Stored records:
☆ ☆ ☆

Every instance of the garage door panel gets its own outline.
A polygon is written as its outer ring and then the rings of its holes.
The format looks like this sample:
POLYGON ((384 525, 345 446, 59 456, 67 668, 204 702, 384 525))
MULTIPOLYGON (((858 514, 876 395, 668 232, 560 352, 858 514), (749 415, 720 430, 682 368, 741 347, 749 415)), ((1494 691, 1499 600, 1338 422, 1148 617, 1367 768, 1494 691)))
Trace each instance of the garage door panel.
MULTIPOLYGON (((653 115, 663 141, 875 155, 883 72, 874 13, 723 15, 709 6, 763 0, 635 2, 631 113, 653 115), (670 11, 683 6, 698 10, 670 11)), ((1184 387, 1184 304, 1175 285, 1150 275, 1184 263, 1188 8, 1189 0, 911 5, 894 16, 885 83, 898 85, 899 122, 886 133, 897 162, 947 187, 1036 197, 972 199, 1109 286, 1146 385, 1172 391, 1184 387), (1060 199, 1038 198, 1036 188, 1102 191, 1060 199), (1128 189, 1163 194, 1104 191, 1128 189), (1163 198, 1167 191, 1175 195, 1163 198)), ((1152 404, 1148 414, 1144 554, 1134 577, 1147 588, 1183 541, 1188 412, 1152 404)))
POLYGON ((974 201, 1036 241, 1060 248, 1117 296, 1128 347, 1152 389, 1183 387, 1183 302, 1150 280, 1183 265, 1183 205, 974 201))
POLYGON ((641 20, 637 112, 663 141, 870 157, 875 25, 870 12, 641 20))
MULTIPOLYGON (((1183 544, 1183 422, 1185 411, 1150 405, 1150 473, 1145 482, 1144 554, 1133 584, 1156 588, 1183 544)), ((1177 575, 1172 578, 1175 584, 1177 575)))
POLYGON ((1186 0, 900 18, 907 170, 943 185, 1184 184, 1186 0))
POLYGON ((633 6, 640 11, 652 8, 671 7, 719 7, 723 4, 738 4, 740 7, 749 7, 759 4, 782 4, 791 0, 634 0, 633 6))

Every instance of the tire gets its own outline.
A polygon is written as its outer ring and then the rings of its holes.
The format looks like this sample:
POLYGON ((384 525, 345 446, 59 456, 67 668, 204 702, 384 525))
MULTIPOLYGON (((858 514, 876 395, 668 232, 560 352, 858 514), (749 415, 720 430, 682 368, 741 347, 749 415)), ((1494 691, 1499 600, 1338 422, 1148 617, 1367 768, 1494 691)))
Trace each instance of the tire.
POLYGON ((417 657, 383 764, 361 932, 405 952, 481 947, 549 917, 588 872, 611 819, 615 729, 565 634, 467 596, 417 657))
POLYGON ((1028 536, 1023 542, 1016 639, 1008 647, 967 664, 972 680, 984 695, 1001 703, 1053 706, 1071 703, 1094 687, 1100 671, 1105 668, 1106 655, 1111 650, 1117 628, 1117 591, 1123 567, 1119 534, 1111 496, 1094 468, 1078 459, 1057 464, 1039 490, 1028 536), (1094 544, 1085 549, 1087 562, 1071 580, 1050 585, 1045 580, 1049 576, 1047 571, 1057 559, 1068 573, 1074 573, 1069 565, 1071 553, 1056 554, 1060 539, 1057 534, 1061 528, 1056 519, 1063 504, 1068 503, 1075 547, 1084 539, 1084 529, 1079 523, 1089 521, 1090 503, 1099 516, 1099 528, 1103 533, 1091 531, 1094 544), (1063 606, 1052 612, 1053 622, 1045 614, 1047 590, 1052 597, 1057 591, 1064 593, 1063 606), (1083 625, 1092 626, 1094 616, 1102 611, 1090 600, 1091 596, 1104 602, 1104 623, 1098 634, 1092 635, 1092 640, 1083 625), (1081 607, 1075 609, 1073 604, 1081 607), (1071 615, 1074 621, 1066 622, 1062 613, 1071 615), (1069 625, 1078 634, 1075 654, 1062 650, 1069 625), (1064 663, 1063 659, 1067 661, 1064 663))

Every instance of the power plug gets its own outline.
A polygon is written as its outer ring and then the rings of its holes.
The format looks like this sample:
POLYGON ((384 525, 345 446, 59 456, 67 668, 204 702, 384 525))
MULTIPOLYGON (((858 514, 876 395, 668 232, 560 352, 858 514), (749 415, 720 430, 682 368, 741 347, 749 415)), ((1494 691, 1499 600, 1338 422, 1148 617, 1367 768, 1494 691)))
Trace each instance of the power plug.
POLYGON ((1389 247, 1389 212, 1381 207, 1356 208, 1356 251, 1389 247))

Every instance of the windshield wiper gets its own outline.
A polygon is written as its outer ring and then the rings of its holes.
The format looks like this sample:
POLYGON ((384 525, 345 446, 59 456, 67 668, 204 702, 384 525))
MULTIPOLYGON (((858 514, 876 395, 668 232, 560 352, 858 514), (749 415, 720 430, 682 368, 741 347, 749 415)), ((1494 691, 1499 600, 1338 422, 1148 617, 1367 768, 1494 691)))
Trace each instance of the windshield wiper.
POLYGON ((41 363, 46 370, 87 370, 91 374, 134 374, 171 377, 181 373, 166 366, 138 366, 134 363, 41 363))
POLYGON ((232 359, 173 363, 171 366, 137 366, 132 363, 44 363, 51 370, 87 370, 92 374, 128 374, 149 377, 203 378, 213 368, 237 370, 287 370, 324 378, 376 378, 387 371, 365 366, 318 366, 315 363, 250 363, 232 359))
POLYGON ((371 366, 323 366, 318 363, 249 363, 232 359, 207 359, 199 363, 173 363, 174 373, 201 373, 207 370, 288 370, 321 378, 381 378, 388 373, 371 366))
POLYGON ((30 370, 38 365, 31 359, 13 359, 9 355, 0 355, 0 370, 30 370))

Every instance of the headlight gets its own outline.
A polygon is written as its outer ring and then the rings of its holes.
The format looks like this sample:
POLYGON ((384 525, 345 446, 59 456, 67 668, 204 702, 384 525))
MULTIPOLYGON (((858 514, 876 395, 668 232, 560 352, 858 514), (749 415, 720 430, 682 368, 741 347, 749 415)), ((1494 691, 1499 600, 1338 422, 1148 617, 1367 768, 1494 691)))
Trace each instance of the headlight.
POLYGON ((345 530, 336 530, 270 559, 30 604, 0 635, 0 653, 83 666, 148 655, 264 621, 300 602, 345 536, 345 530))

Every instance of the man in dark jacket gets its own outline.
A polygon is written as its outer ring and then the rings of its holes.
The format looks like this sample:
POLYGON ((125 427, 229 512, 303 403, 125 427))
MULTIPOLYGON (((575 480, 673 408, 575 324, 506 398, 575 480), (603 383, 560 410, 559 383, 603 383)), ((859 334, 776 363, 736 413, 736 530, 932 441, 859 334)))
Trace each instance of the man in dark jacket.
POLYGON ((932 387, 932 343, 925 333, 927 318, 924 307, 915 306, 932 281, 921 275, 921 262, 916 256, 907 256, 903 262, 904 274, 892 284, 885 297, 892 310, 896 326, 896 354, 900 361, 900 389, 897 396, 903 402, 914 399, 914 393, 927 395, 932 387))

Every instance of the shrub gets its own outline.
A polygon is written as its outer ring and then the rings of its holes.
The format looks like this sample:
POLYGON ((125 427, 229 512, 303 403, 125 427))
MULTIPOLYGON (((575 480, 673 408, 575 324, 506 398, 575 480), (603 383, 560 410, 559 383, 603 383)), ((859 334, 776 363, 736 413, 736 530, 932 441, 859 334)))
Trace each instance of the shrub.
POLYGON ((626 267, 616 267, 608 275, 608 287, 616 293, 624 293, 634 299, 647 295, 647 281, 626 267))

☆ ☆ ☆

Prompt. If a line above holds the string "outline", return it as it stands.

Response area.
Every instance of the garage door panel gets its own outline.
Every instance of the tire gets its own outline.
Every instance of the power plug gets its own outline.
Every instance of the windshield wiper gets its own outline.
Every instance of the headlight gets its own outline.
Every instance of the man in dark jacket gets its own outline.
Every instance of the shrub gets its own outline.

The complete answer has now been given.